Repeat the entries that appear below, exactly and in full.

┌──

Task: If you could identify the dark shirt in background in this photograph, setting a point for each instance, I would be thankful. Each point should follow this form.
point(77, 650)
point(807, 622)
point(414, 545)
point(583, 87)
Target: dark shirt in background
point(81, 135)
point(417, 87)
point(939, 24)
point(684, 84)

└──

Completed task:
Task: If you could identify the dark shirt in background in this photograph, setting a point for each instance, I would be thankful. Each point should follow this form.
point(77, 650)
point(807, 622)
point(414, 545)
point(583, 87)
Target: dark shirt in background
point(81, 135)
point(417, 87)
point(939, 24)
point(684, 84)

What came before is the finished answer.